## How to complete this task
Write out the portion of the passage on ecological connectivity between "Corridors are intended" and "al 2016: 44).", inclusive.

Ecological connectivity has become a cornerstone of conservation science and practice. Since the introduction of wildlife corridors as a game management strategy in the early 20th century, followed by the recognition of connectivity as a fundamental element of landscape structure in the 1990’s, well over 1,000 scientific papers on corridors and connectivity have been published in the fields of biodiversity conservation and ecology. During this time, habitat loss and fragmentation have widely been agreed to constitute the single greatest threat to biodiversity worldwide, and climate change is expected to exacerbate these effects, as species’ ranges must shift across fragmented landscapes to track suitable conditions. Although protected areas such as national parks have long been the primary focus of conservation, it is now widely understood that isolated reserves will not be sufficient to sustain some species and communities in the face of these combined threats. Land use modification around protected areas has reduced their ecological function via a range of mechanisms linking them to the degraded ecosystems that surround them, and specific climate envelopes for many species currently supported by reserves are expected to shift beyond reserve boundaries.
Corridors are intended to mitigate the effects of land use and climate change by facilitating movement of individuals among patchy resources and among populations, providing buffering effects from local extinction processes, supporting gene flow and thus genetic diversity, maintaining ecological processes such as migration, and enabling species and ecological community adaptation in response to climate change. Conservation strategies that maintain biodiversity in human-modified landscapes beyond protected area borders, particularly those aiming to maintain or restore connectivity between remaining habitat patches, are now considered critical in the face of future landscape change (Plassmann et al 2016: 44).
Plassmann, G., Kohler, Y., Badura, M.,Walzer, C. (2016): Alpine Nature 2030. Creating [ecological] connectivity for generations to come. Published by: Federal Ministry for the Environment, Nature Conservation, Building and Nuclear Safety (BMUB).

(Spatial localization data)
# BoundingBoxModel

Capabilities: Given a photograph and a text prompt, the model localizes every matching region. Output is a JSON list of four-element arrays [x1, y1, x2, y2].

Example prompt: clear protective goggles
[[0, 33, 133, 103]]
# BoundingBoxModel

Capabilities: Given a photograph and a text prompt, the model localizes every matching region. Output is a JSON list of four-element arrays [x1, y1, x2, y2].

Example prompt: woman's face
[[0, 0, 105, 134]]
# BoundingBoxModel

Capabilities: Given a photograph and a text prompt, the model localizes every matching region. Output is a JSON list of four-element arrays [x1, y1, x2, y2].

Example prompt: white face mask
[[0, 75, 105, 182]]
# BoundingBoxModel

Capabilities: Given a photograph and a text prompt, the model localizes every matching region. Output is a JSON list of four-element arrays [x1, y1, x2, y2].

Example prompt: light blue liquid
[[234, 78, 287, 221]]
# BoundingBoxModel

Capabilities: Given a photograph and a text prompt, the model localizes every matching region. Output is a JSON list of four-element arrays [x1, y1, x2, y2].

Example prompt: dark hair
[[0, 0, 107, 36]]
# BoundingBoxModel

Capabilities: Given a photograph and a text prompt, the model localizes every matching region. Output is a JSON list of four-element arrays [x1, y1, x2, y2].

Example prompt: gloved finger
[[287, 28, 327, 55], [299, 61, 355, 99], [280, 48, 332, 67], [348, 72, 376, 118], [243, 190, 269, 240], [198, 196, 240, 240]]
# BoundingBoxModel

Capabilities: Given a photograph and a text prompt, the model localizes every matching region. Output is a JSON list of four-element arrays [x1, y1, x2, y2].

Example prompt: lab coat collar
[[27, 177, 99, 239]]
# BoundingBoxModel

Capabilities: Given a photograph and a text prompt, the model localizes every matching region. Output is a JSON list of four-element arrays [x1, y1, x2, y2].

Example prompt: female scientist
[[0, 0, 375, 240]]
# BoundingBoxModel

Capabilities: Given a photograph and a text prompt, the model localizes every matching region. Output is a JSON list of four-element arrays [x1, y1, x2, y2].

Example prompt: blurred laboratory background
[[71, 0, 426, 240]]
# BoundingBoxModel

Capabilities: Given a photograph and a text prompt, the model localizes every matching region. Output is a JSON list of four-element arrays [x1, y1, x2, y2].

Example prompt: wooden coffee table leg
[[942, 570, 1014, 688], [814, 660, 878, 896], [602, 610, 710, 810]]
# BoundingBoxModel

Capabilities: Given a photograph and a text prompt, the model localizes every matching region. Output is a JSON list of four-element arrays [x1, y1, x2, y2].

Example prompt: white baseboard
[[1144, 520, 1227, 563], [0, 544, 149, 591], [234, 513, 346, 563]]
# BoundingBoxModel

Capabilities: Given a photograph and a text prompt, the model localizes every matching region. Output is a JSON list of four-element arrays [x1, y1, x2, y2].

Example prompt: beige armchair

## Exercise response
Corridors are intended to mitigate the effects of land use and climate change by facilitating movement of individuals among patchy resources and among populations, providing buffering effects from local extinction processes, supporting gene flow and thus genetic diversity, maintaining ecological processes such as migration, and enabling species and ecological community adaptation in response to climate change. Conservation strategies that maintain biodiversity in human-modified landscapes beyond protected area borders, particularly those aiming to maintain or restore connectivity between remaining habitat patches, are now considered critical in the face of future landscape change (Plassmann et al 2016: 44).